* REQUIRED WORK
The lines to copy are those in the records below that hold the word "before".

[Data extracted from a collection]
▶

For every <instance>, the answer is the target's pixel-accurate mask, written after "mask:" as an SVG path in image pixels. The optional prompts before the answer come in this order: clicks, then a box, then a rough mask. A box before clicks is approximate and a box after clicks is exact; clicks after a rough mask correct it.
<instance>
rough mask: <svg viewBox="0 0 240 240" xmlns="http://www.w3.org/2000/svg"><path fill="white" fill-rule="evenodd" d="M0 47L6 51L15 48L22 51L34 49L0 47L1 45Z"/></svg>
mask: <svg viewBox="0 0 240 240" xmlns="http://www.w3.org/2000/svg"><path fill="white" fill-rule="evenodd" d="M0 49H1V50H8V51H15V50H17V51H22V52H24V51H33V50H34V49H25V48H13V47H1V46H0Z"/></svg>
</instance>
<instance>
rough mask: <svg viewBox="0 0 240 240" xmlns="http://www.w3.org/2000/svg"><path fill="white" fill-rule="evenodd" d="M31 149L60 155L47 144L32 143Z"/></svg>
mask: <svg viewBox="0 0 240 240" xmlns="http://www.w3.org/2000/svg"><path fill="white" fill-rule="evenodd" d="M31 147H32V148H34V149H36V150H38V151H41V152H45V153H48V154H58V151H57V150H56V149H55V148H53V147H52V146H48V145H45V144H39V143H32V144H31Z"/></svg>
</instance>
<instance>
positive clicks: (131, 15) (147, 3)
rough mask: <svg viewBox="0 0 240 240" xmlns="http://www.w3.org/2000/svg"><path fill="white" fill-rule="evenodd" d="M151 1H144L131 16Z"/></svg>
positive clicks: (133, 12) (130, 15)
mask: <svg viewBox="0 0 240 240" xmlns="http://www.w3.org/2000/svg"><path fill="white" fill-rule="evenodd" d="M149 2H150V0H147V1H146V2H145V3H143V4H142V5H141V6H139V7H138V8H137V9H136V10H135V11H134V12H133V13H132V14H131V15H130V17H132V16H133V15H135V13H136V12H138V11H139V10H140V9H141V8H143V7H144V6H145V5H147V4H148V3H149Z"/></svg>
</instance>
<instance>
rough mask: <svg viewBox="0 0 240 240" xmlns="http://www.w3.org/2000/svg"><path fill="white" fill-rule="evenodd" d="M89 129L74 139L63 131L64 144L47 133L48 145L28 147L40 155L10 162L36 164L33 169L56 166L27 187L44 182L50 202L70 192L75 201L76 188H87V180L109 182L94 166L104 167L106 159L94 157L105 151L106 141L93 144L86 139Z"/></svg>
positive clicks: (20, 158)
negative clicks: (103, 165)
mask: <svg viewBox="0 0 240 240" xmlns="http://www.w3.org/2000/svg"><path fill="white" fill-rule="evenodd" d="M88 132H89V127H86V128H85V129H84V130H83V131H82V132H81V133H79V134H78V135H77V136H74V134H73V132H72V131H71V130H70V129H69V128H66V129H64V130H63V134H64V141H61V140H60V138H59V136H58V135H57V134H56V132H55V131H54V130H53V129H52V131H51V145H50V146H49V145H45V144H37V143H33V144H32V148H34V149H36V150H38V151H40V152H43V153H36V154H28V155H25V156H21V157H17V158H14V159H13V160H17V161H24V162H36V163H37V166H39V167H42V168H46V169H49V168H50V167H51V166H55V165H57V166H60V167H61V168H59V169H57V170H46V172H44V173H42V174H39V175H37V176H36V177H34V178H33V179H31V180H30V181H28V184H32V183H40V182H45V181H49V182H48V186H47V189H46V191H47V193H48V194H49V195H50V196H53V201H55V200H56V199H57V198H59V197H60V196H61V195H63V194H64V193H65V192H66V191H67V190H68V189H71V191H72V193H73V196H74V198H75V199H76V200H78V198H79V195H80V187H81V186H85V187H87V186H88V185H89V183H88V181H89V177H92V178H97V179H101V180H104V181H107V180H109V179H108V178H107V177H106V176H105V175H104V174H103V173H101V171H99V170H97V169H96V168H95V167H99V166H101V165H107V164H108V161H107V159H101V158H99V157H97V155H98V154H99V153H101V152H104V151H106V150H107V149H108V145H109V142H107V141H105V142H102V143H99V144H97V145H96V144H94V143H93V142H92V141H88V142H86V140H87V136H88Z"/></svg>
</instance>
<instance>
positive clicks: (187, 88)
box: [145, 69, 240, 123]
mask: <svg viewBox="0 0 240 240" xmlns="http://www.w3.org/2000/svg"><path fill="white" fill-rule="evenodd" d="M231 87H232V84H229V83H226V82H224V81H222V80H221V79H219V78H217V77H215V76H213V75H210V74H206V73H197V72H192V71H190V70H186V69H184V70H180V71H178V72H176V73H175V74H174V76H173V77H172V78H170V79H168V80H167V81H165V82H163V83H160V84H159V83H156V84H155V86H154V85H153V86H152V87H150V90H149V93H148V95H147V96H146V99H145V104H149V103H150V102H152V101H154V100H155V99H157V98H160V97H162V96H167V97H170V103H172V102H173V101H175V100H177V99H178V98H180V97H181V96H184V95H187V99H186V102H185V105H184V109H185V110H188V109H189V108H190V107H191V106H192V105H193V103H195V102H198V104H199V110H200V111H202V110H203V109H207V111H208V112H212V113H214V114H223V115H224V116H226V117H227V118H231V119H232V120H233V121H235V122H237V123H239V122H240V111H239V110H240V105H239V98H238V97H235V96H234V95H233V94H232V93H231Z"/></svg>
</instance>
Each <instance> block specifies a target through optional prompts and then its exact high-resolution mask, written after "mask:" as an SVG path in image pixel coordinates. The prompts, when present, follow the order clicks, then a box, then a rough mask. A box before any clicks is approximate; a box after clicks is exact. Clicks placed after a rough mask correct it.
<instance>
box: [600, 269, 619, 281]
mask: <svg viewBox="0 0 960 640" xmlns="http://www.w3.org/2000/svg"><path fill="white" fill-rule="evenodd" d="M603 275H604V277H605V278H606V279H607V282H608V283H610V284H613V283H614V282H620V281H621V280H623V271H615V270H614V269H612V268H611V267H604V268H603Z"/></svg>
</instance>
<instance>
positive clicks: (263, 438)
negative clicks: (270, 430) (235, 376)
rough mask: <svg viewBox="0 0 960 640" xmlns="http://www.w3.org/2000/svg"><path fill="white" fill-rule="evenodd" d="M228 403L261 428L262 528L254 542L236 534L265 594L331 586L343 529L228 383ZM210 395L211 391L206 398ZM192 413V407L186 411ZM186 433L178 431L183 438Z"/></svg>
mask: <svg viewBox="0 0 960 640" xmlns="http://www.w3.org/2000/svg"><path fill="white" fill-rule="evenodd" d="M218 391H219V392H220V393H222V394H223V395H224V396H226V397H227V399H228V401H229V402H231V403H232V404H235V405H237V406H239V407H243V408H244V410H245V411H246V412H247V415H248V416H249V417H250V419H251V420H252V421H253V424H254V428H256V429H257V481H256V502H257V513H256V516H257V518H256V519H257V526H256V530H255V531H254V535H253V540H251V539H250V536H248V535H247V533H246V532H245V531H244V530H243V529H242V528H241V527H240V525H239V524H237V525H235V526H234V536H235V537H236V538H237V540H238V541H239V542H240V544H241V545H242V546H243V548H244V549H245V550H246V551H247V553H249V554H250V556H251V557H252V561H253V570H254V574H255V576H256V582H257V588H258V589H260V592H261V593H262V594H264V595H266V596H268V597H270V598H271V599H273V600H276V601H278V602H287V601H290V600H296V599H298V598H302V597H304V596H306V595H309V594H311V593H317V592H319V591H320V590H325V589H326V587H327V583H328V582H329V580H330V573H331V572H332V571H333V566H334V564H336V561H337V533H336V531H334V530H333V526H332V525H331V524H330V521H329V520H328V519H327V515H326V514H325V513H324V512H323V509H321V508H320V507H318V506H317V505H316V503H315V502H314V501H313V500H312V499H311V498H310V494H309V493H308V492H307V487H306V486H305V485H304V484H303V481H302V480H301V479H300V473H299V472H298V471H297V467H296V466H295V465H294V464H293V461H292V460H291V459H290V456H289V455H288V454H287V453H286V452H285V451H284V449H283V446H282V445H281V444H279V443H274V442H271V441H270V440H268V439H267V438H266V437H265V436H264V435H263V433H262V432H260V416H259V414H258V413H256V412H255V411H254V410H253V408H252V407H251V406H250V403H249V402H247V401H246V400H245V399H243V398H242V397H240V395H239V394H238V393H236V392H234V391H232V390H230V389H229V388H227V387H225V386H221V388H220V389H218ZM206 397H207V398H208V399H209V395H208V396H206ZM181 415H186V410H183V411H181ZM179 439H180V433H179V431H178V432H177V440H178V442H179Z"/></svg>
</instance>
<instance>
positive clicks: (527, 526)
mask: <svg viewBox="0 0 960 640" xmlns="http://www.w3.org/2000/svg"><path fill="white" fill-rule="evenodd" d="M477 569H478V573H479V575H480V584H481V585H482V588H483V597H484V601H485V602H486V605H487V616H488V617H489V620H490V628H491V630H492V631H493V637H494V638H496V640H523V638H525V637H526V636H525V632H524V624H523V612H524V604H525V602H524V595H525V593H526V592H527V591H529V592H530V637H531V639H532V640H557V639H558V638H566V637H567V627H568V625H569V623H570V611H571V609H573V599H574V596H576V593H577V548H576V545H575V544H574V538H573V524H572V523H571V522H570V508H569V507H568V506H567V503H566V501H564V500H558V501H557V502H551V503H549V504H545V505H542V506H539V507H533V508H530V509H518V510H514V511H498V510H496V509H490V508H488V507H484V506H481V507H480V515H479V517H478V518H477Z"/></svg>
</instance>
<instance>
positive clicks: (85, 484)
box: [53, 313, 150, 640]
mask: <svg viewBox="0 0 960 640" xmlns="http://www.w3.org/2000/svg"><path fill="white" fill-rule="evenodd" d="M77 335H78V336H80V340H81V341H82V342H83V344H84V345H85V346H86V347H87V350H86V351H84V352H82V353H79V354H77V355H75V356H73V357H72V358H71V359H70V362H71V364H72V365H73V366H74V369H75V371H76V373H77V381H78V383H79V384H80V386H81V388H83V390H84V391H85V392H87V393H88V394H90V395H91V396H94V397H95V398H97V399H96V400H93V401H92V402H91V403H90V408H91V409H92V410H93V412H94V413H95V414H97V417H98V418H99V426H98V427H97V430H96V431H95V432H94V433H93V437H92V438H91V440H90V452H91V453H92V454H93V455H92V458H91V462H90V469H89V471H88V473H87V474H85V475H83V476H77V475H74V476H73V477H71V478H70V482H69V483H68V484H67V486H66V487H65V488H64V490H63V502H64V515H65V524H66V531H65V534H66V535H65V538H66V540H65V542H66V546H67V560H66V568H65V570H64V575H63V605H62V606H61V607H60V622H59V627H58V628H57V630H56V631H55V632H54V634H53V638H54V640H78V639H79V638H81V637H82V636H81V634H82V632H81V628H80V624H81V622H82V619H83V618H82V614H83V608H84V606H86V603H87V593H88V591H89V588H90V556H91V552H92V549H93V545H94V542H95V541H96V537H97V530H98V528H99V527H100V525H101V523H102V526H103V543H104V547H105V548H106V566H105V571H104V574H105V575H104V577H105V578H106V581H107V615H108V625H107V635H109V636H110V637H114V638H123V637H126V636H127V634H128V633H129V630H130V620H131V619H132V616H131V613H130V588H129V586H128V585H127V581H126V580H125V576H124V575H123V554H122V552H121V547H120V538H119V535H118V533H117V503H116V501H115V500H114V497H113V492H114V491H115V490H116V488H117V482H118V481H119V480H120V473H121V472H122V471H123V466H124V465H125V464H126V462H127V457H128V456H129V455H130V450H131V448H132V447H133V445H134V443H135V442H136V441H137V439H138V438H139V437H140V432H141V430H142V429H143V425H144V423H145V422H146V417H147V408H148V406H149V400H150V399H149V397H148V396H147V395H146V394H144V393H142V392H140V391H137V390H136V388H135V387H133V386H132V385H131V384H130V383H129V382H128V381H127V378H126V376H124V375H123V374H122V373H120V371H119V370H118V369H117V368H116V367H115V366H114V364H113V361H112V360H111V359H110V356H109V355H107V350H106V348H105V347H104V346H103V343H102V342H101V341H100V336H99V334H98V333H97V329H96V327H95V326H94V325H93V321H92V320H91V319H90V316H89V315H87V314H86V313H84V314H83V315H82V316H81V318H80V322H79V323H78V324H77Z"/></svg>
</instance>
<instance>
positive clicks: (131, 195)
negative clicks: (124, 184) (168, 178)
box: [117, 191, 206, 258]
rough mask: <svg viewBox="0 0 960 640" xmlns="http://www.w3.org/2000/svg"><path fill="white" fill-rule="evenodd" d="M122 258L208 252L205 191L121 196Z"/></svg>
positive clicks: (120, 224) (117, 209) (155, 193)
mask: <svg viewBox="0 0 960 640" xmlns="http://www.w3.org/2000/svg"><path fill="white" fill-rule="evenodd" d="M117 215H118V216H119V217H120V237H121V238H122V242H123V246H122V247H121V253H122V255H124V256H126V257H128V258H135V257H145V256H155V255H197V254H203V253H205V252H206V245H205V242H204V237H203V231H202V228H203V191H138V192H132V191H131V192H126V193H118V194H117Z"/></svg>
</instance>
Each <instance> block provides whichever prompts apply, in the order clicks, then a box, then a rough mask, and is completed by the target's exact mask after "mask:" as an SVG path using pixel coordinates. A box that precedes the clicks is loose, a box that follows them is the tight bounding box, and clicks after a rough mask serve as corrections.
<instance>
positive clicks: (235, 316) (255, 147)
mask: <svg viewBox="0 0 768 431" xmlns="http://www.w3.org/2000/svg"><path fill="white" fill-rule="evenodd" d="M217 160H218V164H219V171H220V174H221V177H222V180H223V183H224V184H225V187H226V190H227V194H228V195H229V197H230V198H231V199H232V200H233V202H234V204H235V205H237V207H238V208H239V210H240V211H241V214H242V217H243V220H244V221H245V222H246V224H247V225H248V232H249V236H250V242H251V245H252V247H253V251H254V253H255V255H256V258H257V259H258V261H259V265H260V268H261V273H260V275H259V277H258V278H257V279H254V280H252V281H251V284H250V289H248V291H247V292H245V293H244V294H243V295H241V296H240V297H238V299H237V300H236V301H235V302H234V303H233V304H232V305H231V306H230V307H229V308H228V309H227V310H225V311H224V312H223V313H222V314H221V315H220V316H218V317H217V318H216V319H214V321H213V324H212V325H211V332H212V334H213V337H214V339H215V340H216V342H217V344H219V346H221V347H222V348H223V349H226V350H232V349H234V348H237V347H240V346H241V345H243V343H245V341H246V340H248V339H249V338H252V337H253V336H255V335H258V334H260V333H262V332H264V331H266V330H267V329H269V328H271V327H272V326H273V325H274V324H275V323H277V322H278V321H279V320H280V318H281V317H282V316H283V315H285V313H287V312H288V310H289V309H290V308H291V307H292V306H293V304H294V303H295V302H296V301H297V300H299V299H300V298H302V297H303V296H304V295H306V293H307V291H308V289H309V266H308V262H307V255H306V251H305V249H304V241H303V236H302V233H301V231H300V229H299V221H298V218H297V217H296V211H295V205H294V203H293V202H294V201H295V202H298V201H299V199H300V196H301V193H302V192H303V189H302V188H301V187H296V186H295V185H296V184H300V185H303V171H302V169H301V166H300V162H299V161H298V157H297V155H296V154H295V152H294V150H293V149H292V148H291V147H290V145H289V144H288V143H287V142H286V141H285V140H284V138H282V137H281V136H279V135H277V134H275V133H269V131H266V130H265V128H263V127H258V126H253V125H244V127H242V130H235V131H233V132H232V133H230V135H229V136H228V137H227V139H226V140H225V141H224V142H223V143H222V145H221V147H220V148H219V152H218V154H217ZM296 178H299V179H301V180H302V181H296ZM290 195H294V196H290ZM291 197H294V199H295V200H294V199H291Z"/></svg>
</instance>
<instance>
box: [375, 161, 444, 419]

◀

* EXERCISE SOLUTION
For every <instance>, the answer is the target's pixel-accurate mask, written after "mask:" as an SVG path in image pixels. The optional prompts before the answer come in this order: clicks, then a box, then a rough mask. A box before clicks is approximate and a box after clicks is exact; clicks after a rough mask correct it.
Each <instance> block specifies a target through optional prompts and then its exact high-resolution mask, written after "mask:" as an SVG path in image pixel coordinates. The prompts, when present, follow the order clicks, then a box, then a rough mask. A box before any clicks is approximate; a box after clicks is exact. Clicks placed after a rough mask correct it.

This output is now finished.